EXERCISES TO COMPLETE:
**1)** From the case summary for Landco (NSW) Pty Ltd v Camden Council, return the section that begins with the words containing "Cases Cited: John v" and ends with "Gadiel, solicitor (Applicant)", copied verbatim.
**2)** In the case summary for Landco (NSW) Pty Ltd v Camden Council, what delay do the catchwords name?

SELECTED PASSAGE:
■ ■ ■ ■ ■
Landco (NSW) Pty Ltd v Camden Council

Case

[2017] NSWLEC 86

19 July 2017

No judgment structure available for this case.

Land and Environment Court


New South Wales

Medium Neutral Citation: Landco (NSW) Pty Ltd v Camden Council [2017] NSWLEC 86
Hearing dates: 14 July 2017
Date of orders: 14 July 2017
Decision date: 19 July 2017
Jurisdiction:Class 1
Before: Robson J
Decision:

See orders at [2]

Catchwords: DIRECTIONS – delay in preparation of joint expert report – whether one expert is entitled to affix amended plans to joint report – experts unable to agree on form and content of joint report – directions made requiring experts to complete their allocated task
Legislation Cited: Uniform Civil Procedure Rules 2005 (NSW)
Cases Cited: John v Henderson (No 1) [2013] NSWSC 1435
Marinkovic v Rockdale City Council [2007] NSWLEC 71; (2007) 151 LGERA 385
Ruan v Cumberland Council [2016] NSWLEC 1565
Category:Procedural and other rulings
Parties: Landco (NSW) Pty Ltd (Applicant)
Camden Council (Respondent)
Representation:

Counsel:
A Gadiel, solicitor (Applicant)
C Novak (Respondent)

  Solicitors:
Mills Oakley (Applicant)
Swaab Attorneys (Respondent)
■ ■ ■ ■ ■
DATASET EXTRACT:
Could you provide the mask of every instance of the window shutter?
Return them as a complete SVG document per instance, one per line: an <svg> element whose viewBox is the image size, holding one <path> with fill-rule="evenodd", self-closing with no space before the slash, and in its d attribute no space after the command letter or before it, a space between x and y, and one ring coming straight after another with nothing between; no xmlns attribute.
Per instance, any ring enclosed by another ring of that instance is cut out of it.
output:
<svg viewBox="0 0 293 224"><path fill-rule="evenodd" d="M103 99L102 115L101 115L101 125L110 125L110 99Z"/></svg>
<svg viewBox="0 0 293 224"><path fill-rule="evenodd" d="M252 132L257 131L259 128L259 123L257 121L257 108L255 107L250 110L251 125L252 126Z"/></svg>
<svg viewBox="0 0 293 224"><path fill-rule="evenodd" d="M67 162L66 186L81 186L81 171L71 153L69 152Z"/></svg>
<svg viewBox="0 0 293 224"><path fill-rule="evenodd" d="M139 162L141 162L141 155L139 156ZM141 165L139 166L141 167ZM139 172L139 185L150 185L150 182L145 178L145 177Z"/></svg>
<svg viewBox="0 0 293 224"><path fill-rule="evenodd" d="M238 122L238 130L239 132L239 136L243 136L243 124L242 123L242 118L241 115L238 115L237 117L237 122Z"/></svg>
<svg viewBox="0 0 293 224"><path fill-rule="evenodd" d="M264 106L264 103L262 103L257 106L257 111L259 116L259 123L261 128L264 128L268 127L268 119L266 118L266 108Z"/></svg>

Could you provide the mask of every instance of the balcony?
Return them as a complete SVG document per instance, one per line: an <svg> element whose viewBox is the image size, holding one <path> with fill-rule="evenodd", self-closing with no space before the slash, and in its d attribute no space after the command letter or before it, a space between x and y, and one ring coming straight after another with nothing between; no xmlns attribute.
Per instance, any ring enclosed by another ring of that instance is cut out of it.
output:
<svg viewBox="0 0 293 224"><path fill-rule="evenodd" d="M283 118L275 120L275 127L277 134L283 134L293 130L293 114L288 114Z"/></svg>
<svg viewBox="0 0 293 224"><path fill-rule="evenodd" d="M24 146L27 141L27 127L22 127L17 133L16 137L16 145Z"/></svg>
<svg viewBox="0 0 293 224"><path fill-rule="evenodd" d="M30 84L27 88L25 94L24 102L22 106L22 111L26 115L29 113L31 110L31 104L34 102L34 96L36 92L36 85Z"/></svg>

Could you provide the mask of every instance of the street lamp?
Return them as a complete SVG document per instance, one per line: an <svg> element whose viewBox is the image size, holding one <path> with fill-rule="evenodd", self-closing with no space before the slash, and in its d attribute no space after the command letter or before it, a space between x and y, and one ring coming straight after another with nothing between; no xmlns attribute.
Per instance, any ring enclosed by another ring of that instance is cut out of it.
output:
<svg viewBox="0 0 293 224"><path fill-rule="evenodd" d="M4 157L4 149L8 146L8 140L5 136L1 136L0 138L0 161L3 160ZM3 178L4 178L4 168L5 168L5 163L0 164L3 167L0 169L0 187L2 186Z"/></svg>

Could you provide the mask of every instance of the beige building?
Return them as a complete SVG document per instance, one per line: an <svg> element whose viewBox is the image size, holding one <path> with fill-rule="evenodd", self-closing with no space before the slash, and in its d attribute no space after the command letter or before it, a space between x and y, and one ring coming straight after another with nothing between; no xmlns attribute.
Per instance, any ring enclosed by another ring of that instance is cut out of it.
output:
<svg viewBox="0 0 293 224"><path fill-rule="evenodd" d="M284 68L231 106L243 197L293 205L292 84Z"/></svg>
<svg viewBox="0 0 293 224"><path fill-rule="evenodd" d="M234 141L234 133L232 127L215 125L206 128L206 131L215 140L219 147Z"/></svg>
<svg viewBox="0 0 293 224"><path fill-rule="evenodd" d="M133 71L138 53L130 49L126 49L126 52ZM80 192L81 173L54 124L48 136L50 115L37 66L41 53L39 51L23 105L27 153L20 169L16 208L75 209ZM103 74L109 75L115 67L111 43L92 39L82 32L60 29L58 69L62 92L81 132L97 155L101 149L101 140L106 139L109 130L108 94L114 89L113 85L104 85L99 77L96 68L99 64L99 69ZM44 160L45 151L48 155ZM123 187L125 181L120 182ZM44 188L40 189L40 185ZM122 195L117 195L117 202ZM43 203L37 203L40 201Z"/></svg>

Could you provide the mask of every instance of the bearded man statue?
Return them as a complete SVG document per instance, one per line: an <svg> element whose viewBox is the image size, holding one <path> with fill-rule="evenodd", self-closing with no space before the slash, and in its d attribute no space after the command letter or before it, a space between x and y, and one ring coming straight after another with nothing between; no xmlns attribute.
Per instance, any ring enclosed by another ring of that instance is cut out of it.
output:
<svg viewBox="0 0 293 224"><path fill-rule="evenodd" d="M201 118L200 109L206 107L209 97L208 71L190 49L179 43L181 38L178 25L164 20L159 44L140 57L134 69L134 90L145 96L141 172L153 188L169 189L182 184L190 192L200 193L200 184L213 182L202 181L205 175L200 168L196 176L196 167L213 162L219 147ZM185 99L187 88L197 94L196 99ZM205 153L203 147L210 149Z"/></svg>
■ ■ ■ ■ ■
SOLUTIONS BY TASK:
**1)**
Cases Cited: John v Henderson (No 1) [2013] NSWSC 1435
Marinkovic v Rockdale City Council [2007] NSWLEC 71; (2007) 151 LGERA 385
Ruan v Cumberland Council [2016] NSWLEC 1565
Category:Procedural and other rulings
Parties: Landco (NSW) Pty Ltd (Applicant)
Camden Council (Respondent)
Representation:

Counsel:
A Gadiel, solicitor (Applicant)

**2)** Delay in preparation of the joint expert report.